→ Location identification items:
==================================================

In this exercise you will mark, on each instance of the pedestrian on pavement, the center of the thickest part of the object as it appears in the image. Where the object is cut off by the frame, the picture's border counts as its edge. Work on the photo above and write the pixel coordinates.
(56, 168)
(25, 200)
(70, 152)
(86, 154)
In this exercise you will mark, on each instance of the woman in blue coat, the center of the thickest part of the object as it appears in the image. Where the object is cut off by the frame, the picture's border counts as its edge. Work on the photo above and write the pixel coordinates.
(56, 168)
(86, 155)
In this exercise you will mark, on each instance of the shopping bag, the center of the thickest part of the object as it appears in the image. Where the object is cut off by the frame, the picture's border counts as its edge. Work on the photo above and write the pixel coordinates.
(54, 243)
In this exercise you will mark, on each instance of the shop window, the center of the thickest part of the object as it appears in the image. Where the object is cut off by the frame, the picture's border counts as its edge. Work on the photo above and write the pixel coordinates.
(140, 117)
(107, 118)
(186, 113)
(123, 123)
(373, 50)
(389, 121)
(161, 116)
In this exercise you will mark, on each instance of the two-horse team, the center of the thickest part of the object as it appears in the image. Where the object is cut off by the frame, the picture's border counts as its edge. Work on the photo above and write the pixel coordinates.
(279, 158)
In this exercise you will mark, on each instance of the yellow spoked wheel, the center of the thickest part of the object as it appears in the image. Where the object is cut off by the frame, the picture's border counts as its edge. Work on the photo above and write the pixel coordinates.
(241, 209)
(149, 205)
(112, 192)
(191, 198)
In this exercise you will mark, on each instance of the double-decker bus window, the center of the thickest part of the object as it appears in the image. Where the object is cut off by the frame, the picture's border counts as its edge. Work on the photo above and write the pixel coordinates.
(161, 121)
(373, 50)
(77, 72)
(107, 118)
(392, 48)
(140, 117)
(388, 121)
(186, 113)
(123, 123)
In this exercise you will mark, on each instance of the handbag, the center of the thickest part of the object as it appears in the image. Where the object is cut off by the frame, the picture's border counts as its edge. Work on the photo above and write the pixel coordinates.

==================================================

→ Directive:
Repeat the material in full, exactly as it stands.

→ The completed task:
In this exercise you will mark, on each instance of the pedestrian on pavement, the center of the thickest part of the object as it appears in the image. Where the object is cut off by the frame, the picture's border counts as its edge. Work on the photo above and write the pixel coordinates.
(56, 168)
(25, 200)
(70, 152)
(86, 154)
In this exercise you will mark, on each instance of the woman in blue coat, the center of the thickest part of the object as it appears in the image. Where the object is cut off by the frame, the picture's border counts as its edge. Work on the photo above and write the pixel coordinates.
(56, 168)
(86, 155)
In this exercise you will mark, on each instance of the shopping bag, the center of the thickest part of the object as it appears in the image. Where the object is cut off by the frame, the picture's border counts as its edge. Work on the photo above and write the pixel coordinates.
(54, 243)
In this exercise you will mark, on each instance of the shop window, the center of the thickest part of the object as it appears in the image. Where the object is cut off by the frame, the picture's border counts as its edge. Work on the photo above and write the pixel coordinates.
(140, 117)
(107, 118)
(186, 113)
(123, 123)
(373, 50)
(389, 121)
(161, 116)
In this exercise you will mark, on each instance of the two-horse team, the center of the thickest part of the object as it appears in the image. Where the object is cut off by the frame, the picture's border counts as its edge. Work on the photo above and write the pixel coordinates.
(279, 158)
In this exercise you will mark, on each instance of the yellow spoked wheel, the center of the thickest part of the object as it appears in the image. Where the object is cut off by the frame, the picture's border counts as its edge. Work on the photo above and write the pixel coordinates.
(241, 209)
(149, 205)
(112, 192)
(191, 198)
In this exercise you will mark, on each instance of the double-decker bus window, the center of the thickest part of the object as it appears in the image. Where the object is cut off by the frame, the picture's border counts as its edge. Work on the photo above and write the pixel coordinates.
(161, 121)
(373, 50)
(77, 72)
(107, 118)
(392, 48)
(140, 117)
(388, 121)
(186, 113)
(123, 123)
In this exercise you will mark, on each instance of the handbag, the center of the thickest part of the object as it appears in the image. Where the object is cut off by the frame, the picture's border counts as its edge. Work on the photo above and write the pixel coordinates.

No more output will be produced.